TASK REQUIREMENTS -
The line containing "Target phrase = white motorcycle helmet" marks the start; return it and every line after it in the listing below, exactly, through the last.

SUPPLIED MATERIAL -
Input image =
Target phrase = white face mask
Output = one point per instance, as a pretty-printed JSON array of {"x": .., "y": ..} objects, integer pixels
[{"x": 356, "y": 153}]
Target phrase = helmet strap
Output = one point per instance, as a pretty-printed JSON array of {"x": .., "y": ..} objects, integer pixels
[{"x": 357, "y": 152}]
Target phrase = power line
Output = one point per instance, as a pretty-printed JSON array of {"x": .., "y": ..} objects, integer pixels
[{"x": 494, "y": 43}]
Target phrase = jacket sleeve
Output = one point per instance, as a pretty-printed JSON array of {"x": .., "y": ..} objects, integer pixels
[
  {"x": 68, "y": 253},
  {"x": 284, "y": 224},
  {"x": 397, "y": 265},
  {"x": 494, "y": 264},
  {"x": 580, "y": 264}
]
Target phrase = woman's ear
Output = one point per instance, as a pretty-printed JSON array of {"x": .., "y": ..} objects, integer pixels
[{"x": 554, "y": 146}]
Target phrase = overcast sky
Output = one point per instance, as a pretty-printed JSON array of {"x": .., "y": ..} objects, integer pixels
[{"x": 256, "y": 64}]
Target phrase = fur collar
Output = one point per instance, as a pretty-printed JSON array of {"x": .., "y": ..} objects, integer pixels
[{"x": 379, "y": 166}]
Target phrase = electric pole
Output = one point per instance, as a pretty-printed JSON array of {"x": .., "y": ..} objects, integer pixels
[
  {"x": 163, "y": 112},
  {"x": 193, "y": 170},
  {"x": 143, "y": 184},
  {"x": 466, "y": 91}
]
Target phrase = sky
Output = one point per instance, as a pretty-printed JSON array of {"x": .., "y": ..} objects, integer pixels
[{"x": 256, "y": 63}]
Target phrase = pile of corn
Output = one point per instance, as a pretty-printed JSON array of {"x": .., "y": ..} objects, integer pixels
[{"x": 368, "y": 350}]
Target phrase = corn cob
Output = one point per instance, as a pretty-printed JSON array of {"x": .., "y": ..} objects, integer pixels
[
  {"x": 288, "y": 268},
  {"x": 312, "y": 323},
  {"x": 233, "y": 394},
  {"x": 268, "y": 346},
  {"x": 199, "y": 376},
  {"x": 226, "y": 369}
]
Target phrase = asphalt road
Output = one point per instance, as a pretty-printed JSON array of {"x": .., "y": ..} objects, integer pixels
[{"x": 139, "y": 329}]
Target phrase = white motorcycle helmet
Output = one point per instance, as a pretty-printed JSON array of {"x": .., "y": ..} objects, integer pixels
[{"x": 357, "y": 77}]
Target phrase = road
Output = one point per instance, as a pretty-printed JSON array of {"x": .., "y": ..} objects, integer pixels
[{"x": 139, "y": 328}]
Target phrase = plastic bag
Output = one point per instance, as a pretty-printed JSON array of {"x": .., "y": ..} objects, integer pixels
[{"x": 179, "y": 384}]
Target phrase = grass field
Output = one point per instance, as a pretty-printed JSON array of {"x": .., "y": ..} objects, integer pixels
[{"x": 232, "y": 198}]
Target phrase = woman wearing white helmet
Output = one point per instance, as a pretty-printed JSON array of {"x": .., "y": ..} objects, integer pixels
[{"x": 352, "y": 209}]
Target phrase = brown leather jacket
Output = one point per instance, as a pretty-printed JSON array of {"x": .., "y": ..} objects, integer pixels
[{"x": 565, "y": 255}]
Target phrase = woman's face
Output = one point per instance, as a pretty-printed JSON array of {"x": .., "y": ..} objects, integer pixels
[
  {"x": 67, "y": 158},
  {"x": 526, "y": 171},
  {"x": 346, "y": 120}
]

EXPECTED ANSWER -
Target phrase = white motorcycle helmet
Output = one point per instance, as a pretty-printed JSON array of {"x": .., "y": ..} objects, integer pixels
[{"x": 357, "y": 77}]
Target phrase = road
Output = one point per instance, as a pretty-printed JSON array of {"x": .., "y": ..} objects, integer pixels
[{"x": 139, "y": 328}]
Target phrase = plastic bag
Output = one point per instance, as a pretty-printed JSON array of {"x": .., "y": ..} objects, integer pixels
[{"x": 179, "y": 384}]
Target phrase = grass field
Output = one point per instance, as a pretty-printed JSON array of {"x": .., "y": ..} objects, integer pixels
[{"x": 232, "y": 198}]
Target phrase = woman wearing white helmet
Output = one point per instance, as a pretty-printed JSON array of {"x": .., "y": ..} objects, integer pixels
[{"x": 352, "y": 209}]
Target phrase = brown leather jacket
Output = one point per instance, as a pretty-printed JSON array of {"x": .., "y": ..} objects, integer pixels
[{"x": 565, "y": 255}]
Target phrase = woman's face
Output = one point per instance, as a pretty-printed JSON array of {"x": .., "y": ..} objects, integer pixels
[
  {"x": 67, "y": 158},
  {"x": 526, "y": 171},
  {"x": 346, "y": 120}
]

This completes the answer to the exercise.